- Data shown -

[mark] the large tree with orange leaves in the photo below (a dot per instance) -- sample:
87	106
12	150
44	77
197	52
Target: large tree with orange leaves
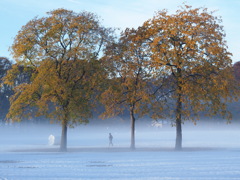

- Exercise objective -
Rewrite the data with "orange" switched to "yellow" everywhere and everything else left as it is. Leave the pictures out.

- Exercise output -
[mark] the large tree with yellow leaves in the photo below (a dot per instance) -- sample:
87	106
12	150
44	77
197	52
Target: large tree with yellow leaves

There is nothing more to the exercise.